Extrait du document:
AXELOS Kostas [ou de LEYDE Jean]

Par Laurent Jeanpierre

Né le 26 juin 1924 à Athènes (Grèce), mort le 4 février 2010 à Paris ; philosophe, éditeur, organisateur, journaliste et théoricien communiste pendant la guerre civile en Grèce (1941-1945), puis exclu du Parti communiste et exilé en France ; rédacteur en chef de la revue Arguments (1956-1962) ; fondateur et directeur depuis 1960 de la collection « Arguments » aux Éditions de Minuit.

Jeune partisan communiste grec, réfugié politique en France, intellectuel influent dans le marxisme occidental et hétérodoxe en France, Kostas Axelos a développé une pensée paradoxale, en phase avec une partie de l’esprit de Mai 1968 en même temps qu’elle invitait à un abandon de toute critique du capitalisme, à un retrait dans une philosophie poétique, refuge contre la civilisation technique.

Matériel:
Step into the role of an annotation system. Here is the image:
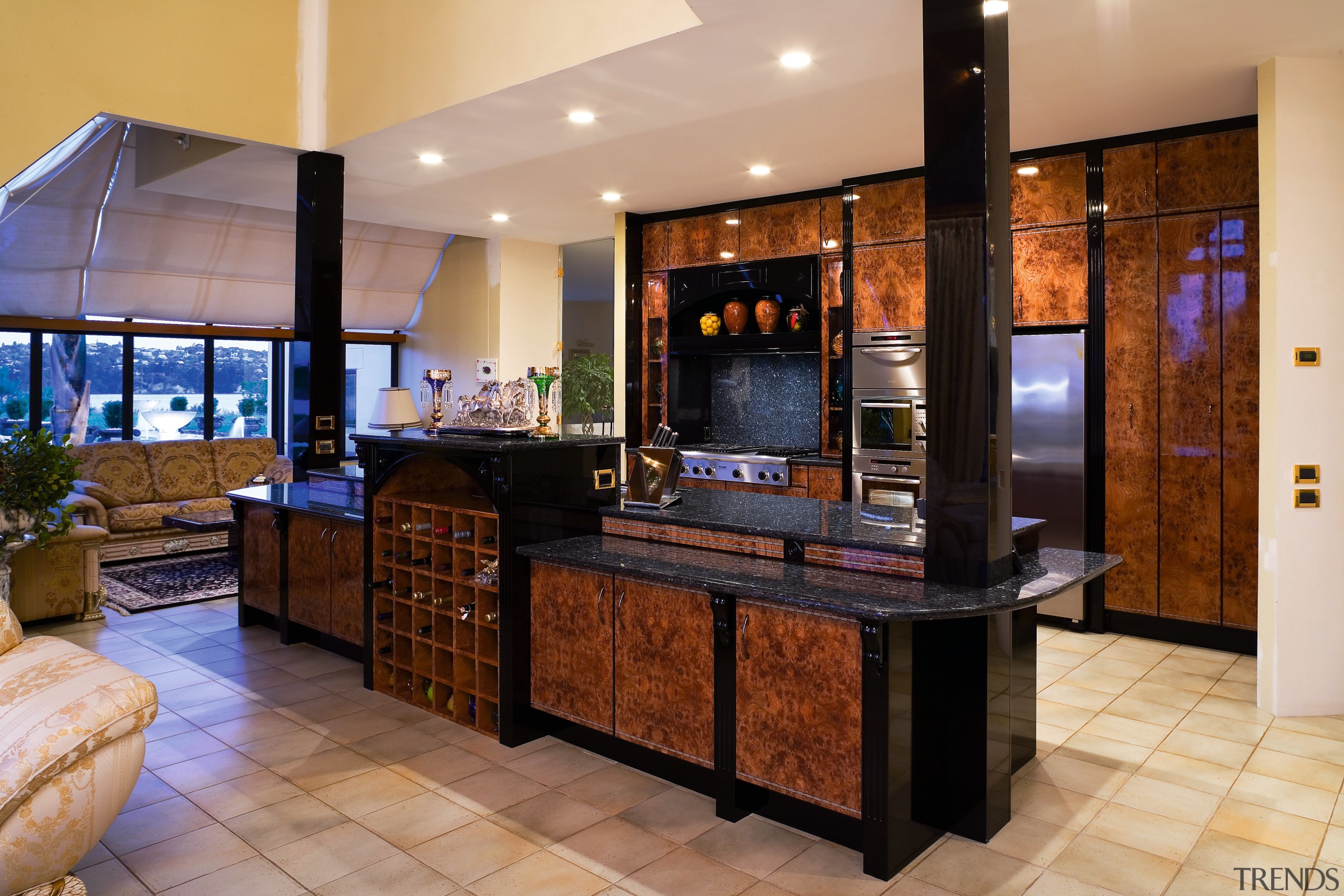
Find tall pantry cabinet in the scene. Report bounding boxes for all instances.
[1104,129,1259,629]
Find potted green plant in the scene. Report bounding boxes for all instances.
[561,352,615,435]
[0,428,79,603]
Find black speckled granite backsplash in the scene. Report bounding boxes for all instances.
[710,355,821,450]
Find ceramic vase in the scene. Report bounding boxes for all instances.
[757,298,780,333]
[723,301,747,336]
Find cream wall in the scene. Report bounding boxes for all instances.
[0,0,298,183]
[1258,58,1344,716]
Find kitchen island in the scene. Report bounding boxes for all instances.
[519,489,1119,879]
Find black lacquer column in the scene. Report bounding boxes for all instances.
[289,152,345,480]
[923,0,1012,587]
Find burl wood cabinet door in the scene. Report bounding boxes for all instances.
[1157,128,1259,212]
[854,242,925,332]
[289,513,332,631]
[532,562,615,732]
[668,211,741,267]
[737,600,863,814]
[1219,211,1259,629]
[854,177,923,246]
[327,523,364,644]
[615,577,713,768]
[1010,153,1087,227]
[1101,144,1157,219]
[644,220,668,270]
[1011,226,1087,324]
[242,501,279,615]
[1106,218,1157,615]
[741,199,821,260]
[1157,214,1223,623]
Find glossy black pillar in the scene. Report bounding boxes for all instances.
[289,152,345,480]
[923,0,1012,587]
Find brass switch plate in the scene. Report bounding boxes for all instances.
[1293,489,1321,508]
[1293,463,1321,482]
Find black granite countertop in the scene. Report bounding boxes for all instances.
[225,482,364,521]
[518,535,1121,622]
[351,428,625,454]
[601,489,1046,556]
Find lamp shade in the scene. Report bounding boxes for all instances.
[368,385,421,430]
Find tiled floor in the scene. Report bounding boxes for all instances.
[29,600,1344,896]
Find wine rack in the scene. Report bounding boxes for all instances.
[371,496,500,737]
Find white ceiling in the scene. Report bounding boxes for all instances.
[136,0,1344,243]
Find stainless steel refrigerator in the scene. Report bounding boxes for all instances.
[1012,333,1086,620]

--

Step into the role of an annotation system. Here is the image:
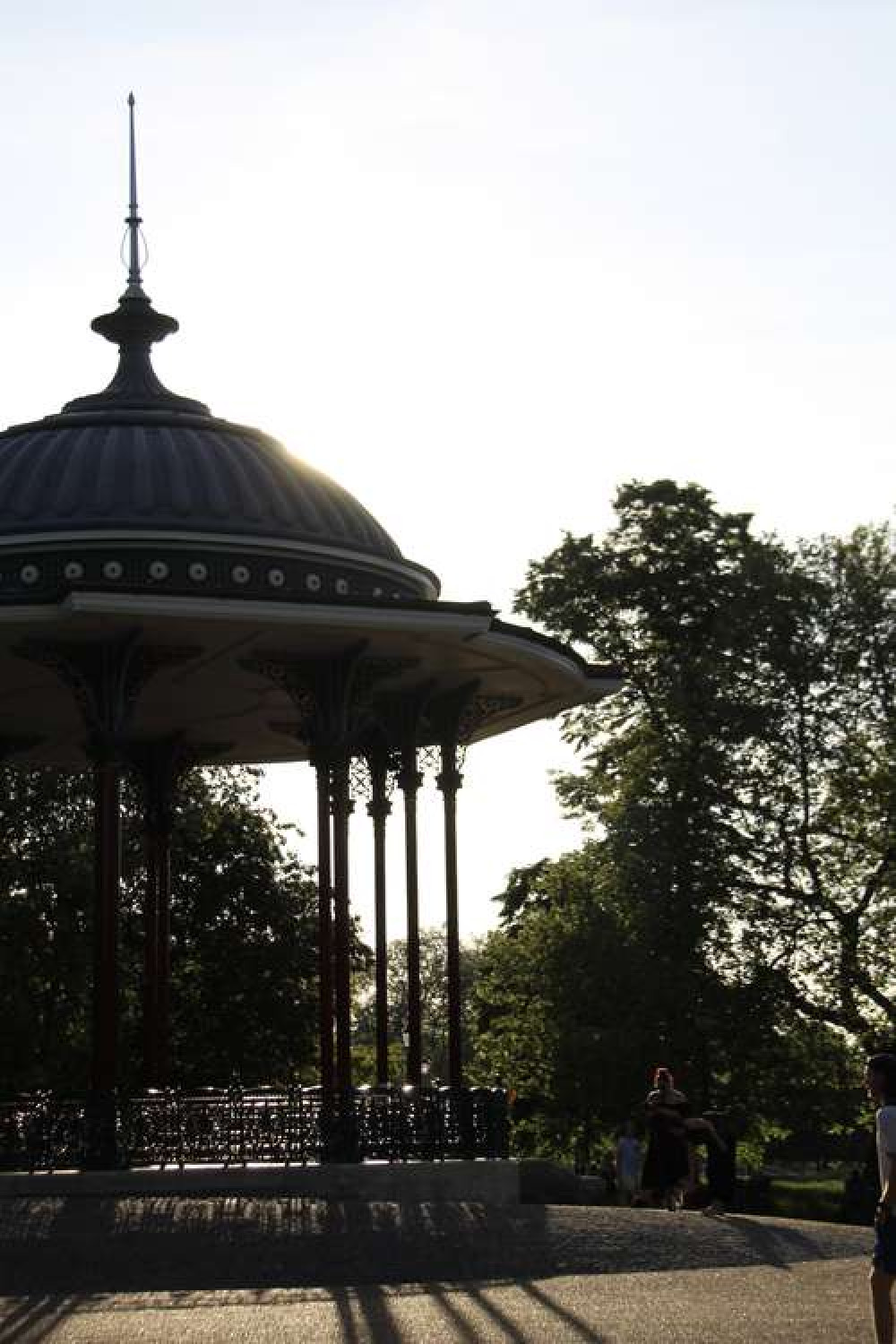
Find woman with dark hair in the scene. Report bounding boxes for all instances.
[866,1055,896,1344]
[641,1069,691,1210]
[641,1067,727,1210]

---

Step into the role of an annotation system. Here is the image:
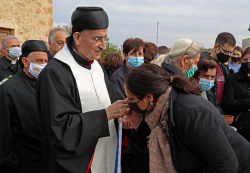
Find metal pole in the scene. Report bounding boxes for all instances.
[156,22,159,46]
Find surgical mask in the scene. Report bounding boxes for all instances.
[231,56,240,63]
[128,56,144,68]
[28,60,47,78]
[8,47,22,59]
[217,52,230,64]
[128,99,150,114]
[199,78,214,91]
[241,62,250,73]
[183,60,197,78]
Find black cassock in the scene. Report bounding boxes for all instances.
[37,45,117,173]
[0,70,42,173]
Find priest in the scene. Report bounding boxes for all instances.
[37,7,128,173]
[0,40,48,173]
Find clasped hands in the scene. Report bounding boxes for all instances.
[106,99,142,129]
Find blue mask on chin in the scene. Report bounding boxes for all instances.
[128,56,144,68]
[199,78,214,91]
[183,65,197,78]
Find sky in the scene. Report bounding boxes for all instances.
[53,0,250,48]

À faire:
(A) Modifiez la notice sur Kostas Axelos en la reprenant à partir de « Né le 26 juin » jusqu'à « la civilisation technique. », et remplacez « Athènes » par « Thessalonique ».
(B) Dressez la liste des qualités que la notice sur Kostas Axelos énumère juste après sa date de décès, jusqu'aux mots « pendant la guerre civile ».
(C) D'après la notice sur Kostas Axelos, de quelle revue fut-il rédacteur en chef, et pendant quelles années ?

Résultats par tâche:
(A)
Né le 26 juin 1924 à Thessalonique (Grèce), mort le 4 février 2010 à Paris ; philosophe, éditeur, organisateur, journaliste et théoricien communiste pendant la guerre civile en Grèce (1941-1945), puis exclu du Parti communiste et exilé en France ; rédacteur en chef de la revue Arguments (1956-1962) ; fondateur et directeur depuis 1960 de la collection « Arguments » aux Éditions de Minuit.

Jeune partisan communiste grec, réfugié politique en France, intellectuel influent dans le marxisme occidental et hétérodoxe en France, Kostas Axelos a développé une pensée paradoxale, en phase avec une partie de l’esprit de Mai 1968 en même temps qu’elle invitait à un abandon de toute critique du capitalisme, à un retrait dans une philosophie poétique, refuge contre la civilisation technique.

(B) philosophe, éditeur, organisateur, journaliste, théoricien communiste

(C) De la revue Arguments, de 1956 à 1962.